(Point annotations for photos)

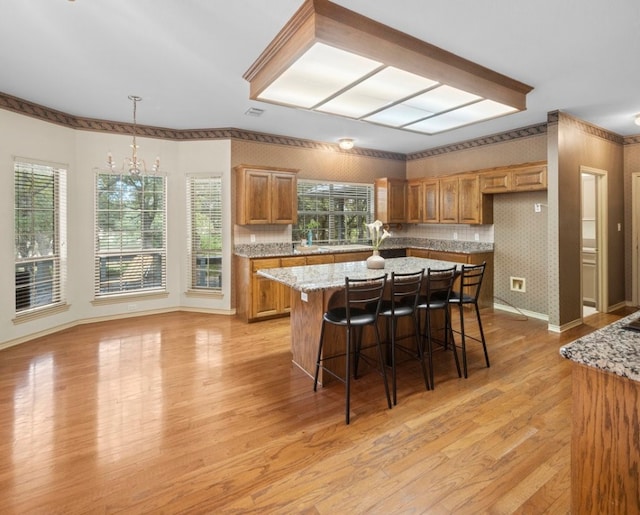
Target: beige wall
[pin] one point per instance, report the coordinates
(519, 235)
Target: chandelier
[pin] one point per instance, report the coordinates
(133, 164)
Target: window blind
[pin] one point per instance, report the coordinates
(334, 212)
(204, 206)
(130, 234)
(40, 229)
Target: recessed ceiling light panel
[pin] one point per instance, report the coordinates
(330, 59)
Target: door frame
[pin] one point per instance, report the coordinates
(602, 264)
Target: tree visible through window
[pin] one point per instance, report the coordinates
(333, 212)
(40, 235)
(130, 233)
(204, 202)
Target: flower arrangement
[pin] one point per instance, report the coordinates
(376, 236)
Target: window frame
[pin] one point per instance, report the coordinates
(211, 275)
(51, 281)
(332, 232)
(136, 270)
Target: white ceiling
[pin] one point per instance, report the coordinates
(186, 60)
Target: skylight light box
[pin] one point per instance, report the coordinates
(333, 60)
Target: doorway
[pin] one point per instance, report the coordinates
(593, 240)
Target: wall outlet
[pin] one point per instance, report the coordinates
(518, 284)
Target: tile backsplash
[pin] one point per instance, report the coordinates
(282, 234)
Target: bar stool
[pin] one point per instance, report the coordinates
(359, 297)
(405, 290)
(435, 296)
(468, 293)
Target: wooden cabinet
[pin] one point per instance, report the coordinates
(507, 179)
(449, 200)
(431, 201)
(423, 201)
(266, 195)
(414, 201)
(461, 201)
(390, 200)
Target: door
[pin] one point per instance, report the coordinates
(594, 240)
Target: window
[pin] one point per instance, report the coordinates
(131, 234)
(40, 236)
(204, 205)
(333, 212)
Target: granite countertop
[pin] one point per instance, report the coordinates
(258, 250)
(612, 349)
(322, 277)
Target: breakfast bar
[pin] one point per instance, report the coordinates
(605, 441)
(315, 287)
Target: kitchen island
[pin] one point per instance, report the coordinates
(314, 288)
(605, 440)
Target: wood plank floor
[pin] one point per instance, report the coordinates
(193, 413)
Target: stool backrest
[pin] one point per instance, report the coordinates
(471, 281)
(364, 293)
(405, 288)
(439, 283)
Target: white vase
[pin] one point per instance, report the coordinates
(375, 261)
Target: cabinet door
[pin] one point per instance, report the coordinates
(431, 201)
(449, 200)
(496, 181)
(265, 293)
(469, 200)
(390, 200)
(414, 202)
(257, 197)
(284, 198)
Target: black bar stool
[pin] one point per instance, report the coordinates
(467, 294)
(405, 290)
(362, 301)
(435, 296)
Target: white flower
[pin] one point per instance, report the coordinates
(374, 233)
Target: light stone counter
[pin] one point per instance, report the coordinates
(612, 349)
(312, 289)
(322, 277)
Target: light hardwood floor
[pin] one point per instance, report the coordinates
(193, 413)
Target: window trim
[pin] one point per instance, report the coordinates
(121, 294)
(367, 215)
(59, 246)
(191, 289)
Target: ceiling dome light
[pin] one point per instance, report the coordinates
(346, 143)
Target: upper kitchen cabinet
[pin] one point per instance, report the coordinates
(507, 179)
(390, 200)
(461, 201)
(423, 201)
(266, 195)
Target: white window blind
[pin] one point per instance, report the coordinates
(40, 229)
(130, 233)
(334, 212)
(204, 206)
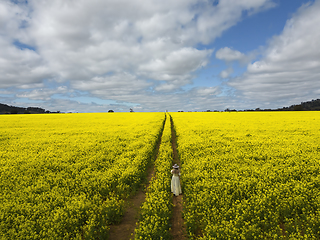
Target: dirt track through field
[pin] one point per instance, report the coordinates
(178, 230)
(125, 229)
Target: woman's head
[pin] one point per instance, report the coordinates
(175, 166)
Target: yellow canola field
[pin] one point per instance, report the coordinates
(250, 175)
(65, 176)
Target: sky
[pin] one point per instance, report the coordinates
(153, 56)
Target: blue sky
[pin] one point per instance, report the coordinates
(191, 55)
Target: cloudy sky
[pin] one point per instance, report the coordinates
(151, 55)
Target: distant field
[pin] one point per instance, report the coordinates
(64, 176)
(250, 175)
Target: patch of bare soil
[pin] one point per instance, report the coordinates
(125, 229)
(178, 230)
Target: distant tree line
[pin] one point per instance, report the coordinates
(6, 109)
(313, 105)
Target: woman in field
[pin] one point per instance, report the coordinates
(175, 182)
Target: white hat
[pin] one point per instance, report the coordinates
(175, 166)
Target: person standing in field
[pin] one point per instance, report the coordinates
(175, 181)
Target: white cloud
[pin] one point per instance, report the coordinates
(114, 48)
(226, 73)
(229, 55)
(290, 68)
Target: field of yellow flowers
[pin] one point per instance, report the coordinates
(250, 175)
(65, 176)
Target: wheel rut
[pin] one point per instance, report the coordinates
(178, 230)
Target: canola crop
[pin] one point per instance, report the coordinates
(66, 176)
(250, 175)
(156, 211)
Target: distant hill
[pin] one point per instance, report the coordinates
(6, 109)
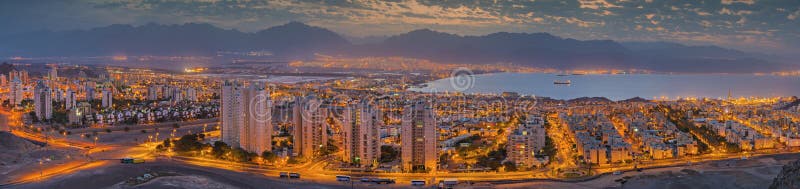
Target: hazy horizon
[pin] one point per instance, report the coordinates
(756, 26)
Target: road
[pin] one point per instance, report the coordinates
(105, 154)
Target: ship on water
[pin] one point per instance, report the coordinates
(565, 82)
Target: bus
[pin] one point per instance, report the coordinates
(383, 181)
(342, 178)
(131, 161)
(448, 183)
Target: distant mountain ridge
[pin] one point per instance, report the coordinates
(296, 40)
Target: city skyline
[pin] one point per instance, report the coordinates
(750, 25)
(217, 94)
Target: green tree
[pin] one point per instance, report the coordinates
(220, 149)
(510, 166)
(269, 156)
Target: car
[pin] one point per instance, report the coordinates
(342, 178)
(383, 181)
(126, 160)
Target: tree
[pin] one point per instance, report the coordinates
(510, 166)
(388, 154)
(269, 156)
(219, 149)
(188, 143)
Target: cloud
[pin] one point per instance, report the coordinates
(597, 4)
(580, 19)
(729, 2)
(793, 15)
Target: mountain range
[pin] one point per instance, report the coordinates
(296, 40)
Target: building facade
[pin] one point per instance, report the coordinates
(310, 126)
(419, 137)
(361, 134)
(527, 139)
(43, 104)
(246, 116)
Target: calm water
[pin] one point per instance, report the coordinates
(620, 87)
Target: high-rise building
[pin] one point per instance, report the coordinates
(3, 80)
(256, 133)
(191, 94)
(152, 92)
(69, 100)
(52, 74)
(246, 116)
(419, 137)
(231, 106)
(525, 141)
(43, 104)
(310, 126)
(166, 91)
(108, 98)
(89, 93)
(361, 133)
(58, 95)
(15, 92)
(177, 94)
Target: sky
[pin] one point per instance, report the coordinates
(766, 26)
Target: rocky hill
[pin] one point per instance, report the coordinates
(788, 178)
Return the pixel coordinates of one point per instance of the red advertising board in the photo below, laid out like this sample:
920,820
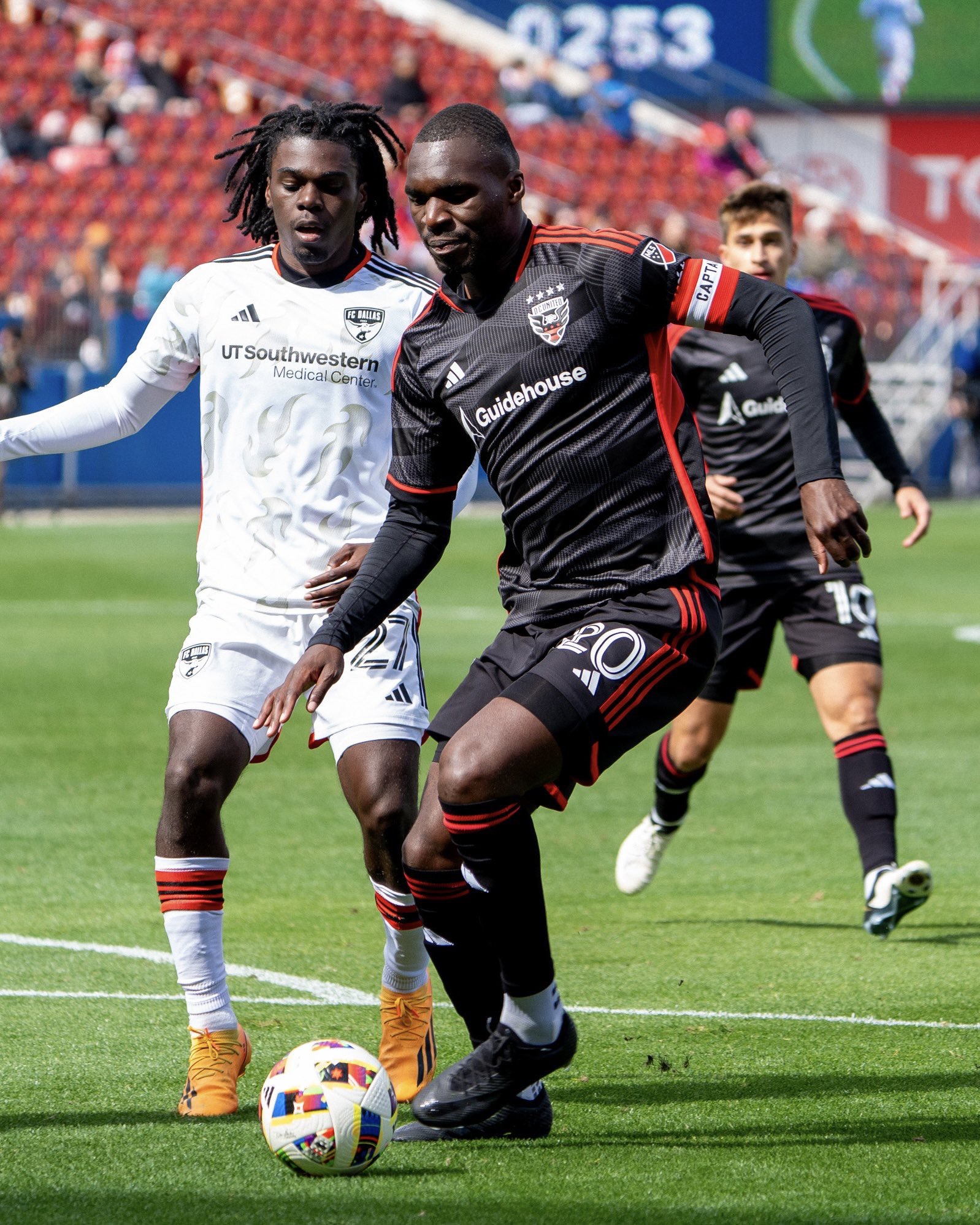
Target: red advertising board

The task :: Rewrite every line of the records above as a numbered list, skipping any blank lines. Leave the picture markers out of your answer.

Response for this exercise ::
1. Target: beige wall
2. [pin] one point per instance, report the coordinates
3. (519, 235)
4. Target: chandelier
5. [pin] one point per instance, report the coordinates
6. (133, 164)
7. Target: window blind
8. [pin] one point per instance, report the coordinates
9. (334, 212)
10. (204, 206)
11. (130, 234)
12. (40, 229)
13. Target: recessed ceiling light panel
14. [pin] one point per instance, report the coordinates
15. (330, 59)
16. Target: door frame
17. [pin] one point per instance, report the coordinates
18. (602, 264)
19. Target: tree visible through window
20. [pin] one point per instance, report the coordinates
21. (333, 212)
22. (40, 235)
23. (130, 233)
24. (204, 202)
25. Target: flower arrangement
26. [pin] one point per instance, report the coordinates
27. (376, 236)
28. Target: window frame
29. [pin] one point per instance, report the coordinates
30. (211, 275)
31. (51, 281)
32. (332, 232)
33. (136, 270)
34. Target: white ceiling
35. [pin] one point per instance, report the coordinates
36. (186, 60)
37. Target: skylight light box
38. [pin] one point per instance, report the coordinates
39. (333, 60)
40. Target: doorway
41. [pin] one point per instance, report the coordinates
42. (593, 240)
43. Target: wall outlet
44. [pin] one point per instance, report the coordinates
45. (518, 284)
46. Target: tile backsplash
47. [pin] one point per instance, report the coordinates
48. (282, 234)
49. Target: bar stool
50. [pin] one point per instance, report the coordinates
51. (359, 297)
52. (405, 290)
53. (435, 296)
54. (468, 293)
55. Target: wooden cabinet
56. [pin] one point per instance, report the coordinates
57. (507, 179)
58. (449, 200)
59. (431, 201)
60. (423, 201)
61. (266, 195)
62. (414, 201)
63. (461, 201)
64. (390, 200)
65. Target: door
66. [pin] one point per instance, report the coordinates
67. (594, 240)
68. Target: window
69. [pin] one point per instance, report the coordinates
70. (131, 234)
71. (40, 236)
72. (204, 205)
73. (333, 212)
74. Target: granite countertop
75. [pin] one point per instance, report the coordinates
76. (258, 250)
77. (612, 349)
78. (322, 277)
79. Target: breakfast bar
80. [pin] one point per instance, report the coordinates
81. (605, 441)
82. (315, 287)
83. Target: kitchen island
84. [pin] one point per instance, report the coordinates
85. (314, 288)
86. (605, 440)
87. Target: wood plank floor
88. [pin] one point per instance, report the coordinates
89. (193, 413)
90. Target: stool backrest
91. [pin] one point per instance, report the coordinates
92. (471, 281)
93. (364, 293)
94. (405, 288)
95. (439, 283)
96. Target: white vase
97. [pin] one point per instance, report the coordinates
98. (375, 261)
99. Target: cabinet door
100. [pin] one point per instance, report the coordinates
101. (431, 201)
102. (449, 200)
103. (496, 181)
104. (265, 293)
105. (469, 200)
106. (390, 200)
107. (414, 202)
108. (257, 197)
109. (284, 198)
110. Target: black bar stool
111. [pin] one point per instance, report the coordinates
112. (467, 294)
113. (405, 290)
114. (362, 301)
115. (435, 296)
116. Target: white flower
117. [pin] one point per instance, report the coordinates
118. (374, 233)
119. Target: light stone counter
120. [pin] one point per instance, report the coordinates
121. (612, 349)
122. (312, 289)
123. (322, 277)
124. Target: light hardwood floor
125. [pin] one point per instance, report the coordinates
126. (193, 413)
127. Target: window trim
128. [pin] one point per instance, report the coordinates
129. (121, 294)
130. (367, 215)
131. (59, 246)
132. (191, 289)
133. Target: ceiling dome light
134. [pin] one point per instance, report the coordinates
135. (346, 143)
136. Target: upper kitchen cabinet
137. [pin] one point per instance, report the coordinates
138. (507, 179)
139. (390, 200)
140. (461, 201)
141. (423, 201)
142. (266, 195)
143. Target: white window blind
144. [pin] one point per instance, report the coordinates
145. (40, 229)
146. (130, 233)
147. (334, 212)
148. (204, 206)
149. Target: dirt track through field
150. [pin] one point per instance, report the coordinates
151. (178, 230)
152. (125, 229)
153. Target: woman's head
154. [pin] one point per instance, report the coordinates
155. (175, 166)
156. Target: yellow canola field
157. [pin] one point per instance, report the coordinates
158. (250, 175)
159. (65, 176)
160. Target: sky
161. [pin] one point per instance, report the coordinates
162. (153, 56)
163. Target: blue sky
164. [pin] one point per instance, report the coordinates
165. (191, 55)
166. Target: cloudy sky
167. [pin] one point per instance, report the coordinates
168. (151, 55)
169. Target: distant field
170. [pin] one point per instance, report the coordinates
171. (64, 176)
172. (250, 175)
173. Target: patch of bare soil
174. [pin] one point per instance, report the coordinates
175. (125, 229)
176. (178, 230)
177. Target: distant tree line
178. [pin] one point per instance, report the coordinates
179. (6, 109)
180. (313, 105)
181. Target: woman in field
182. [pin] one point per instance, report the coordinates
183. (175, 182)
184. Target: white hat
185. [pin] one point per instance, report the coordinates
186. (175, 166)
187. Target: person standing in field
188. [pin] one point per instance, report the coordinates
189. (175, 181)
190. Target: white cloud
191. [pin] one point per instance, report the coordinates
192. (114, 48)
193. (226, 73)
194. (229, 55)
195. (290, 68)
196. Target: field of yellow flowers
197. [pin] one point per instance, report the coordinates
198. (250, 175)
199. (65, 176)
200. Target: wheel rut
201. [pin] one point per instance, report the coordinates
202. (178, 230)
203. Target: canola crop
204. [pin] one point per instance, report the coordinates
205. (66, 176)
206. (250, 175)
207. (156, 211)
208. Target: distant hill
209. [pin] one point per instance, report the coordinates
210. (6, 109)
211. Target: hazy horizon
212. [pin] one point per instance, report the coordinates
213. (756, 26)
214. Target: road
215. [pin] one point per instance, report the coordinates
216. (105, 154)
217. Target: ship on water
218. [pin] one point per instance, report the coordinates
219. (565, 82)
220. Target: bus
221. [pin] one point per instance, report the coordinates
222. (383, 181)
223. (342, 178)
224. (131, 161)
225. (448, 183)
226. Target: distant mountain ridge
227. [pin] one point per instance, report the coordinates
228. (296, 40)
229. Target: city skyline
230. [pin] one point per instance, report the coordinates
231. (750, 25)
232. (217, 94)
233. Target: green tree
234. [pin] one point per instance, report the coordinates
235. (220, 149)
236. (510, 166)
237. (269, 156)
238. Target: car
239. [pin] one point per instance, report the coordinates
240. (342, 178)
241. (383, 181)
242. (126, 160)
243. Target: tree
244. [pin] one point per instance, report the coordinates
245. (510, 166)
246. (388, 154)
247. (269, 156)
248. (219, 149)
249. (188, 143)
250. Target: cloud
251. [pin] one point per instance, report the coordinates
252. (597, 4)
253. (580, 19)
254. (729, 2)
255. (793, 15)
256. Target: mountain range
257. [pin] one point per instance, report the coordinates
258. (296, 40)
259. Target: building facade
260. [pin] one point per instance, report the coordinates
261. (310, 126)
262. (419, 137)
263. (361, 134)
264. (527, 139)
265. (43, 104)
266. (246, 116)
267. Target: calm water
268. [pin] one point per instance, report the coordinates
269. (620, 87)
270. Target: high-rise building
271. [pin] one point per instance, report the coordinates
272. (3, 80)
273. (256, 133)
274. (191, 94)
275. (152, 92)
276. (69, 100)
277. (52, 74)
278. (246, 116)
279. (419, 137)
280. (231, 106)
281. (525, 141)
282. (43, 104)
283. (310, 126)
284. (166, 91)
285. (108, 98)
286. (89, 93)
287. (361, 133)
288. (58, 95)
289. (15, 92)
290. (177, 94)
291. Target: sky
292. [pin] one point per instance, report the coordinates
293. (766, 26)
294. Target: rocky hill
295. [pin] one point per instance, report the coordinates
296. (788, 178)
297. Return the pixel coordinates of one point per instance of the red advertising board in the photo below, laid out like this sample:
298. 920,820
299. Target: red advertising board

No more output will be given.